Friday, January 14, 2011

Recent Tree Management Activities

As the new year begins, and favorable weather conditions exist for our planned tree management activities, I'd like to provide an update on this work. Before doing so however, I want to show a couple photos of some snow removal work we performed on a couple greens on Dec. 31st. As you may recall in each of the past two years we have come out of winter experiencing turf damage (due to ice encasement) to a couple greens and our #8 fairway. Given this repeated situation we keep a watchful eye on the greens and will remove accumulations when in place for extended periods. This snow removal is necessitated by the fact that trees on the South, Southeast, and Southwest sides of greens #3 and #11, block sunlight, (which is lower on the horizon during fall, winter, and spring) preventing snow melt and potentially leading to ice accumulation and possible injury. 
 No. 3 Green - One of only two greens on the course, (the other was #11)  which still had snow remaining after a year end thaw and rain event. The next day, Jan. 1, temps were forecast to drop well below freezing, so we cleared snow and slush to prevent otherwise certain ice accumulation. 

 Surface cleared - Note heavy tree growth behind. A few trees closest to green have been removed (consistent with our planned 2011 Tree Management) to improve sunlight quality throughout the lower light periods of fall - winter - spring, providing benefits such as helping plants harden off and prepare for winter dormancy, melting of snow and ice, and enhancing spring warming and green up. Summer sunlight is of course essential as well, as it drives the energy producing process of photosynthesis. Many trees still exist off property in Forest Preserve, so we will still need to keep watch on this and #11 green, but maximizing sunlight can only provide valuable turf health benefits, and improved playing conditions, year round.

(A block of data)
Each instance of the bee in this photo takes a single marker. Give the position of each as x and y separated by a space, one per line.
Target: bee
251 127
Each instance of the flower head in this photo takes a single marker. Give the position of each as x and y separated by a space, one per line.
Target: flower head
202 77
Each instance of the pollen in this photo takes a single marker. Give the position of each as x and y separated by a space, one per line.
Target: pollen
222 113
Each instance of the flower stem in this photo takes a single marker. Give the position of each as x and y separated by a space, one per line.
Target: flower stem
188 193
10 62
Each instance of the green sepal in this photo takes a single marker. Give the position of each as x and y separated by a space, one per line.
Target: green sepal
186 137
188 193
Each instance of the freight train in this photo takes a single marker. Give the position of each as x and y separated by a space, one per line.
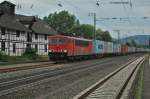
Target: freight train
71 48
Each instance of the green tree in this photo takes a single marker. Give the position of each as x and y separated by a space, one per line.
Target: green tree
62 21
133 43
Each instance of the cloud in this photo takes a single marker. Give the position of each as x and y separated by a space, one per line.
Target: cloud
81 8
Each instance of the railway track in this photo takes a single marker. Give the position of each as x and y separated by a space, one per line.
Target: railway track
8 86
13 85
115 85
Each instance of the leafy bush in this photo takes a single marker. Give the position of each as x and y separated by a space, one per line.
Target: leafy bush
30 53
3 56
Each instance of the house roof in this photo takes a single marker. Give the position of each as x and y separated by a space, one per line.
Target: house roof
41 27
10 22
25 19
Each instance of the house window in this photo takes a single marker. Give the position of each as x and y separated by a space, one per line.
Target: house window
45 37
14 48
3 46
36 36
45 47
3 30
17 33
36 47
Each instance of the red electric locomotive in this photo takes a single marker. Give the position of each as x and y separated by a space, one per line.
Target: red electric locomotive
66 47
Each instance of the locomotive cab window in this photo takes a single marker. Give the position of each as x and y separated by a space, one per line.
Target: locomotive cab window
56 40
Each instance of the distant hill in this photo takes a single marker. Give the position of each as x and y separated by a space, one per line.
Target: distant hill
139 39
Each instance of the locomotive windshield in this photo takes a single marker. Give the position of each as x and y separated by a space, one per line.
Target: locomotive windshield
56 40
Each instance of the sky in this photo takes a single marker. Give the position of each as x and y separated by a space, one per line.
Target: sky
131 20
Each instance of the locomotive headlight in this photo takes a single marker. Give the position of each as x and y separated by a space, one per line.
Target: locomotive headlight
65 51
50 50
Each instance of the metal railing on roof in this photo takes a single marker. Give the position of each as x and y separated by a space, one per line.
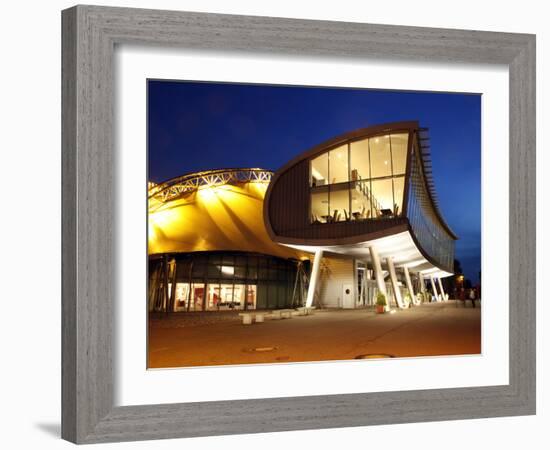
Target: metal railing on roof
189 183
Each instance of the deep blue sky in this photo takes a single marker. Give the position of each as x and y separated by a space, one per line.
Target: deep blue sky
201 126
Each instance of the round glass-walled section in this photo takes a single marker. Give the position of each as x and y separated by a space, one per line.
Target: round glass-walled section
225 281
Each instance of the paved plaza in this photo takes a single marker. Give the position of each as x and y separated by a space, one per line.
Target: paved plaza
207 339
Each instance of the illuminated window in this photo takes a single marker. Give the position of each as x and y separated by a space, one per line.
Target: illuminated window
382 194
319 170
380 156
398 189
338 164
359 160
319 206
339 203
360 201
399 152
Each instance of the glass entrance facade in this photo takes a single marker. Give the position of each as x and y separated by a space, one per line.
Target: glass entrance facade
223 281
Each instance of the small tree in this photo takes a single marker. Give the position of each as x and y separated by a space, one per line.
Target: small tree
380 302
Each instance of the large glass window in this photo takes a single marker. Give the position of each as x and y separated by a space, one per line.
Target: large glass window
319 206
382 193
399 152
359 160
339 203
360 201
338 164
319 170
380 156
398 189
365 180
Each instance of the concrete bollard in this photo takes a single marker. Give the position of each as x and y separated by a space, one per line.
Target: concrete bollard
247 319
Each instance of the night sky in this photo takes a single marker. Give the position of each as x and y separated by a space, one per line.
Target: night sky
202 126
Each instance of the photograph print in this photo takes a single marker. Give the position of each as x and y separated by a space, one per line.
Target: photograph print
291 224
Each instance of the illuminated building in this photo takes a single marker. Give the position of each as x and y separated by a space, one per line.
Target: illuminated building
364 204
349 218
209 250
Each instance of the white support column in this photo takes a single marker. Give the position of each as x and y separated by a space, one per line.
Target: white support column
314 277
422 285
441 289
433 288
393 277
409 285
378 276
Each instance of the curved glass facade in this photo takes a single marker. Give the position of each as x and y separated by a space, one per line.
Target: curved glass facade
359 180
218 281
426 226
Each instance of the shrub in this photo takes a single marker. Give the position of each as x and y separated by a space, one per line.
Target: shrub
380 299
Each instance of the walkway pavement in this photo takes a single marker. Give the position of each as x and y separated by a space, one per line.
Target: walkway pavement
428 330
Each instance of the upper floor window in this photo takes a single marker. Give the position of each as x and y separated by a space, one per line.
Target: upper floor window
359 180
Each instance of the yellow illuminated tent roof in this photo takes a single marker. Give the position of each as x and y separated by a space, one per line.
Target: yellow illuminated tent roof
209 211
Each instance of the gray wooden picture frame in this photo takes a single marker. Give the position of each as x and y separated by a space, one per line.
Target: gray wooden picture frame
88 153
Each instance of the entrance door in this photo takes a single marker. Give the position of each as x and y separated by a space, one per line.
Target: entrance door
347 296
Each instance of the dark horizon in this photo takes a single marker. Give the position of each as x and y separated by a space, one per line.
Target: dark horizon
196 126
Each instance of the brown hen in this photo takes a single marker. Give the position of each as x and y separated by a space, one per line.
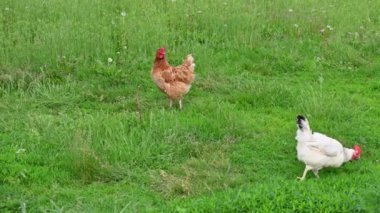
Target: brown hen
175 82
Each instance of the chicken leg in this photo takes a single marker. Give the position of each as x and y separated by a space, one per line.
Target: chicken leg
315 171
170 103
307 168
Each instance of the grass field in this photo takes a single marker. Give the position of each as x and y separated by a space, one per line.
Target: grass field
79 133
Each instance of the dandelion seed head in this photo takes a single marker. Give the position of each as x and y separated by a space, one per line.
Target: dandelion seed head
329 27
19 151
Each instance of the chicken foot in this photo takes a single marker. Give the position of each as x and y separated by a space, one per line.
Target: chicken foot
307 168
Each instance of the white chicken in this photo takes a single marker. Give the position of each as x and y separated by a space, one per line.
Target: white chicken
317 150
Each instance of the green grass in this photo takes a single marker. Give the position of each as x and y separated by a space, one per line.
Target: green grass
71 139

Aim 1 |
Reproduce the part of the tree management update that opens with the words containing "As the new year" and closes with "and possible injury.".
Aim 2 |
According to the tree management update, which two greens still had snow on them after the year-end thaw and rain?

Final result 1 |
As the new year begins, and favorable weather conditions exist for our planned tree management activities, I'd like to provide an update on this work. Before doing so however, I want to show a couple photos of some snow removal work we performed on a couple greens on Dec. 31st. As you may recall in each of the past two years we have come out of winter experiencing turf damage (due to ice encasement) to a couple greens and our #8 fairway. Given this repeated situation we keep a watchful eye on the greens and will remove accumulations when in place for extended periods. This snow removal is necessitated by the fact that trees on the South, Southeast, and Southwest sides of greens #3 and #11, block sunlight, (which is lower on the horizon during fall, winter, and spring) preventing snow melt and potentially leading to ice accumulation and possible injury.

Final result 2 |
Greens #3 and #11.